begin

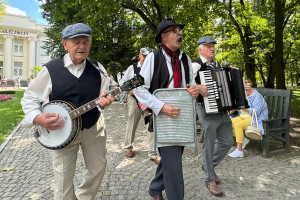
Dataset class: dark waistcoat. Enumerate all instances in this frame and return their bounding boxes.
[149,48,190,94]
[45,56,101,129]
[133,63,141,75]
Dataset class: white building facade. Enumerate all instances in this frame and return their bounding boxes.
[0,14,51,83]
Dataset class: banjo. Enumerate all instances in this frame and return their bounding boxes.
[34,75,144,150]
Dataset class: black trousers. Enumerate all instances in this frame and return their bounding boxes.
[149,146,184,200]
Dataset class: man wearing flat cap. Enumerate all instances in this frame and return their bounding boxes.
[193,36,233,196]
[133,18,199,200]
[21,23,114,200]
[119,48,160,164]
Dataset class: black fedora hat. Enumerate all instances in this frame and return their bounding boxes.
[155,18,185,43]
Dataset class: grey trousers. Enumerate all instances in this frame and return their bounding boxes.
[197,105,233,184]
[52,115,107,200]
[149,146,184,200]
[124,94,157,159]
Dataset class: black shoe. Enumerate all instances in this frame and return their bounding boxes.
[148,190,164,200]
[201,164,221,184]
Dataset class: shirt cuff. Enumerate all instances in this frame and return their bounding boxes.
[23,110,41,126]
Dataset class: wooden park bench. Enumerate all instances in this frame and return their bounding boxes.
[256,88,292,158]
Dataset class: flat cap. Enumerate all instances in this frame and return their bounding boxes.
[61,23,92,39]
[155,18,185,43]
[140,47,152,56]
[198,36,217,46]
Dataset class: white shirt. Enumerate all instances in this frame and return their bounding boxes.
[119,61,142,86]
[21,54,110,125]
[133,47,196,115]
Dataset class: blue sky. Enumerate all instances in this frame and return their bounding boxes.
[6,0,48,25]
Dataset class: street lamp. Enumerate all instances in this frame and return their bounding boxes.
[113,38,118,81]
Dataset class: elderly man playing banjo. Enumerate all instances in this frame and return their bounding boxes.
[21,23,114,200]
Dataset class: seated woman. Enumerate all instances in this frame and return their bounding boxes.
[228,79,268,158]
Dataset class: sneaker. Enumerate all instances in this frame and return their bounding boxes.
[242,137,250,149]
[228,149,244,158]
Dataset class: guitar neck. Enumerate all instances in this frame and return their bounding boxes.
[69,87,122,119]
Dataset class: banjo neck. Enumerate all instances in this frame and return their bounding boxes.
[69,87,122,119]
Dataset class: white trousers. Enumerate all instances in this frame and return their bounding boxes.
[53,115,107,200]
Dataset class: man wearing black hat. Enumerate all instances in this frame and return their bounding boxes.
[21,23,114,200]
[133,18,199,200]
[193,36,233,196]
[119,48,160,164]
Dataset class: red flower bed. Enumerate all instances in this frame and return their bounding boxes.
[0,94,11,102]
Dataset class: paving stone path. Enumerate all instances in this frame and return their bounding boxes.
[0,102,300,200]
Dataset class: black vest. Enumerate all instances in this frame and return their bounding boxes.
[132,63,141,75]
[45,56,101,129]
[149,48,190,94]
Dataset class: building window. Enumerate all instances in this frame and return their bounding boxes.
[41,41,48,56]
[14,61,23,78]
[14,39,23,56]
[0,61,3,78]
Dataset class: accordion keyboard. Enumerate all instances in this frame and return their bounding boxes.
[199,70,220,113]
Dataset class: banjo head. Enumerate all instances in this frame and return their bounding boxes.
[37,101,81,150]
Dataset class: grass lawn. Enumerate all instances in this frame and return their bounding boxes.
[0,90,24,145]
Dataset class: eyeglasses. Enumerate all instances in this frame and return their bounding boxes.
[163,27,182,33]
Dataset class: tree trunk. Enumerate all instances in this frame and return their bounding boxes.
[275,0,286,89]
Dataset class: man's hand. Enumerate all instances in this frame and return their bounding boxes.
[161,104,180,119]
[33,113,64,130]
[186,84,199,98]
[98,91,115,109]
[197,84,209,97]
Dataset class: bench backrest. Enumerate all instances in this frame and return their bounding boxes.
[256,88,292,120]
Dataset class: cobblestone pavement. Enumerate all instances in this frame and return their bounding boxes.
[0,102,300,200]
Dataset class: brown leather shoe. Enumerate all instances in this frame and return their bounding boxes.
[151,157,160,165]
[202,164,221,184]
[206,182,223,197]
[125,150,134,158]
[149,190,164,200]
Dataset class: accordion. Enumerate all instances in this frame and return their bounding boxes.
[199,67,249,114]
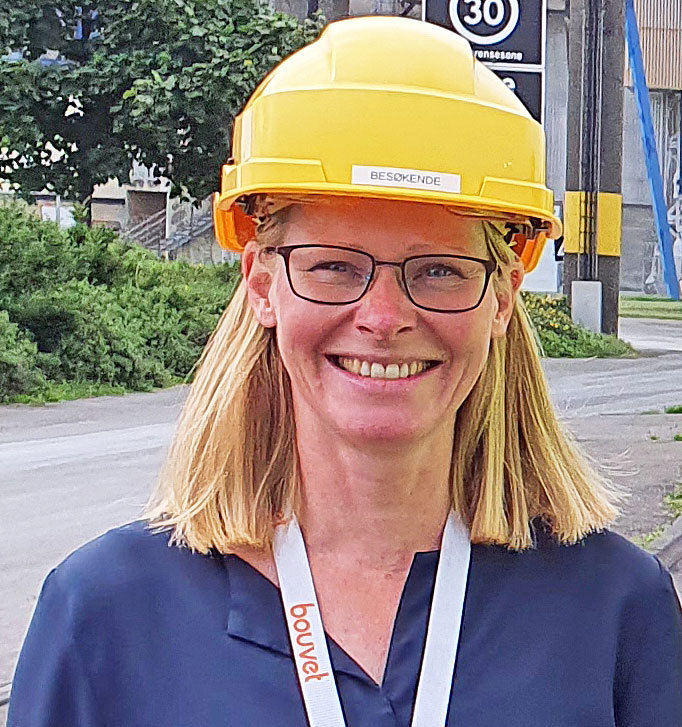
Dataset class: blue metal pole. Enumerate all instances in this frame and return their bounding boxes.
[625,0,680,300]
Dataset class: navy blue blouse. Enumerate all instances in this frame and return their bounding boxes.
[8,523,682,727]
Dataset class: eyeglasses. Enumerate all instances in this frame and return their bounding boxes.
[265,245,497,313]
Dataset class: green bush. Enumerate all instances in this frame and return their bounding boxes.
[521,292,634,358]
[0,310,45,401]
[0,204,631,401]
[0,205,239,399]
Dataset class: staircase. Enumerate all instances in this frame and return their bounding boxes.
[121,208,213,256]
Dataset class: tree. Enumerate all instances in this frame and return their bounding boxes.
[0,0,321,210]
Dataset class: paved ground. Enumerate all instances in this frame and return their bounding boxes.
[0,319,682,726]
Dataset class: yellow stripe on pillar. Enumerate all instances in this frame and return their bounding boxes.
[564,191,623,257]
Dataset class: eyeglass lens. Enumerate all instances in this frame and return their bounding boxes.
[289,246,487,311]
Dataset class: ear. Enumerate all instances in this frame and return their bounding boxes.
[491,259,524,338]
[242,240,277,328]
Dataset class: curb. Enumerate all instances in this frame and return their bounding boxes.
[650,517,682,570]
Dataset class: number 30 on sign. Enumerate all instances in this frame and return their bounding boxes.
[449,0,520,45]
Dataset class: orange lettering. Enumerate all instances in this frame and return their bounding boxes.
[305,671,329,682]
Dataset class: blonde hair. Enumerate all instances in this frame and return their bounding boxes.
[146,216,620,553]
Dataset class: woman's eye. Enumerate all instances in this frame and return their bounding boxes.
[310,262,349,273]
[426,265,458,278]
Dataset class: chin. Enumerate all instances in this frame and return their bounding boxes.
[336,416,431,446]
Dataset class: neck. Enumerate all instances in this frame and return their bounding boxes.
[297,427,452,571]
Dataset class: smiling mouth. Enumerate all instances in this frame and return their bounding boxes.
[327,356,442,379]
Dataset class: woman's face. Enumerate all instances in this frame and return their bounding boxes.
[243,198,523,443]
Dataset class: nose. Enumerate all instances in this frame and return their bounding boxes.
[355,265,417,340]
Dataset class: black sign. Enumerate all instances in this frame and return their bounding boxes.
[422,0,546,66]
[490,68,544,123]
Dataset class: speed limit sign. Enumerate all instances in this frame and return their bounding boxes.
[422,0,546,69]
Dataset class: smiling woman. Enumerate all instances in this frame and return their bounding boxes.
[9,11,682,727]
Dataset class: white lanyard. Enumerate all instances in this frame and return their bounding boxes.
[274,512,471,727]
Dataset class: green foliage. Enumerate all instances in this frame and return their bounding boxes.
[0,310,45,401]
[0,205,239,399]
[663,482,682,518]
[0,0,321,205]
[8,381,126,406]
[521,292,635,358]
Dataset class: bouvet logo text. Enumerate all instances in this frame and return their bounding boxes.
[289,603,329,682]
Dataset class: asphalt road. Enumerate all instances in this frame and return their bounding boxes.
[0,319,682,725]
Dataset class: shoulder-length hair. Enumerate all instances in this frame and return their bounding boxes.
[146,216,620,553]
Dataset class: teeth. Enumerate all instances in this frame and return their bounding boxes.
[386,364,400,379]
[369,363,386,379]
[338,356,427,379]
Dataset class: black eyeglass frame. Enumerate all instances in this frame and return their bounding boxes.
[263,243,498,313]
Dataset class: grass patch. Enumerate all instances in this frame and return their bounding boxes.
[6,381,131,406]
[663,482,682,519]
[521,291,637,358]
[619,296,682,321]
[632,525,665,550]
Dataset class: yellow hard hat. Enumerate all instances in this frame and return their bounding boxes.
[214,17,561,270]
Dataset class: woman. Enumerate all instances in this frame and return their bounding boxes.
[9,12,682,727]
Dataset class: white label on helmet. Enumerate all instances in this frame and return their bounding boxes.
[352,164,462,194]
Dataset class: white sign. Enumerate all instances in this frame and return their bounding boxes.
[449,0,520,45]
[352,164,462,194]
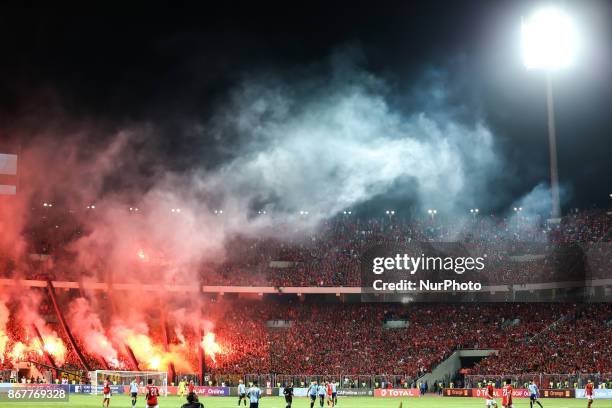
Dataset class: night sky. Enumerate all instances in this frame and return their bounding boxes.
[0,0,612,214]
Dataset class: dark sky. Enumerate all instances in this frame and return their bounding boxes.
[0,0,612,214]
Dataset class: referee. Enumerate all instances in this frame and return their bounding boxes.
[283,383,293,408]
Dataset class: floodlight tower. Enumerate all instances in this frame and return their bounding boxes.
[522,7,578,220]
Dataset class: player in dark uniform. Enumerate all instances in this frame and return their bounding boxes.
[283,383,293,408]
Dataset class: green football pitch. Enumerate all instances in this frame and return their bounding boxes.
[0,395,612,408]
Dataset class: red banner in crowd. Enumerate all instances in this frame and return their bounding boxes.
[374,388,419,398]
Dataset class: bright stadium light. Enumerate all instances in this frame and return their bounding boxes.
[522,7,578,71]
[522,7,579,222]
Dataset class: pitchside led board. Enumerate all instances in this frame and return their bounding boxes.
[0,153,17,195]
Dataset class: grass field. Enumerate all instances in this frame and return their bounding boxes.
[0,395,612,408]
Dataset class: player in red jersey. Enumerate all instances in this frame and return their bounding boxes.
[485,383,497,408]
[102,378,111,407]
[147,378,159,408]
[502,380,513,408]
[584,380,593,408]
[325,381,334,407]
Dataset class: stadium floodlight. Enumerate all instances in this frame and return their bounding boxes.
[521,7,579,220]
[521,7,578,71]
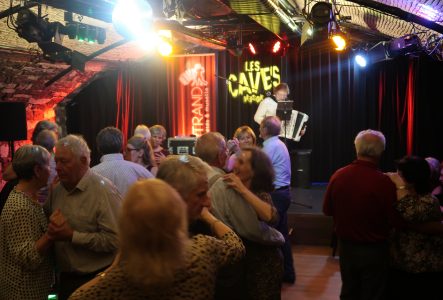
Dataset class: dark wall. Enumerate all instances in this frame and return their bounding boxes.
[62,46,443,181]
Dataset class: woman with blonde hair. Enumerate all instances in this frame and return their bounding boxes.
[0,145,53,300]
[125,135,158,176]
[157,155,245,300]
[225,125,257,172]
[69,179,189,299]
[149,125,170,165]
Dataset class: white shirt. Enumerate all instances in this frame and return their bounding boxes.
[91,153,154,197]
[263,136,291,189]
[254,97,277,124]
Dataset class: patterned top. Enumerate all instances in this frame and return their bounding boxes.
[0,188,53,300]
[69,232,245,300]
[391,194,443,273]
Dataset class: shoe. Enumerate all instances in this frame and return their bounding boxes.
[283,275,295,284]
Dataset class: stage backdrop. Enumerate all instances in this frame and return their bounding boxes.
[166,54,217,136]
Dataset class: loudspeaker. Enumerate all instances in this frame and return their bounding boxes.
[0,102,28,141]
[291,149,312,188]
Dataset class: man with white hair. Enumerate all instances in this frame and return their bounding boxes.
[45,135,121,299]
[323,129,402,299]
[260,116,296,284]
[91,126,154,197]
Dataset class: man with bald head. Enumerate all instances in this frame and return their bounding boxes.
[45,135,121,299]
[260,116,296,284]
[195,131,228,186]
[323,129,399,299]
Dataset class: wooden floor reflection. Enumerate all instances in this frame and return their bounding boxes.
[282,245,341,300]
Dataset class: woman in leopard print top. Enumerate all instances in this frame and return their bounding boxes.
[70,155,245,300]
[0,145,53,300]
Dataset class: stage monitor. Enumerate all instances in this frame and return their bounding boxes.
[277,100,294,121]
[0,102,28,141]
[168,137,197,155]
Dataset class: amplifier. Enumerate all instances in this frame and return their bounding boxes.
[168,137,197,155]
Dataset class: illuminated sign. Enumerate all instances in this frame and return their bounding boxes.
[179,63,211,136]
[228,60,280,103]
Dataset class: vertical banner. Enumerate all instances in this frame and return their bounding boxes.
[167,54,217,136]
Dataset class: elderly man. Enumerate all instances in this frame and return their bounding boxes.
[195,132,228,187]
[91,126,154,197]
[260,116,295,283]
[323,129,398,299]
[195,132,284,299]
[45,135,121,299]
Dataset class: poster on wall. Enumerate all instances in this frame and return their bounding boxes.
[227,60,280,104]
[167,54,217,137]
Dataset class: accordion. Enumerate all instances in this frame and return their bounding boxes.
[279,110,309,142]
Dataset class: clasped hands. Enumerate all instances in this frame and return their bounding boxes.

end

* Exercise prompt: Reproduce the entries verbatim, everything from the line containing "Dataset class: shoe." down to the line containing "[228,60,280,103]", including both of those lines.

* Answer for the task:
Dataset class: shoe. Enumerate all instances in this frame and return their bounding boxes.
[283,275,295,284]
Dataset class: stage backdrop. Enumerate all instances in this frame and return their bounding boxes.
[166,54,217,136]
Dataset class: loudspeaker. Enumerate all instances in this frame and return their bounding boxes.
[0,102,28,141]
[291,149,312,188]
Dataset class: man with white hair. Enumerate all instances in this frame and return their bounding boxes.
[45,135,121,299]
[323,129,402,299]
[260,116,296,284]
[91,126,154,197]
Dataset class: man with bald head. Enumerate all instances in this frame and return their bounding boxes.
[45,135,121,299]
[260,116,296,284]
[195,131,228,186]
[323,129,399,299]
Dataset class: wooden floor reflection. Enumerate all instances in this frame and return their bounding boxes.
[282,245,341,300]
Dataset class: woman in leopard print top. Enumerate all instances in this frame and return their bounding boxes.
[70,155,245,300]
[0,145,53,300]
Dataset class: stage monitor. Enumerate all instances in this frame and return their bounding boxes.
[277,100,294,121]
[0,102,28,141]
[168,137,197,155]
Dataset class: amplifier. Enumerate all instances in this frame and return their bounding boxes.
[168,137,197,155]
Dataset class: illuminated sign. Enumerate all instances in this frame and return their bounding boxes.
[179,63,211,136]
[228,60,280,103]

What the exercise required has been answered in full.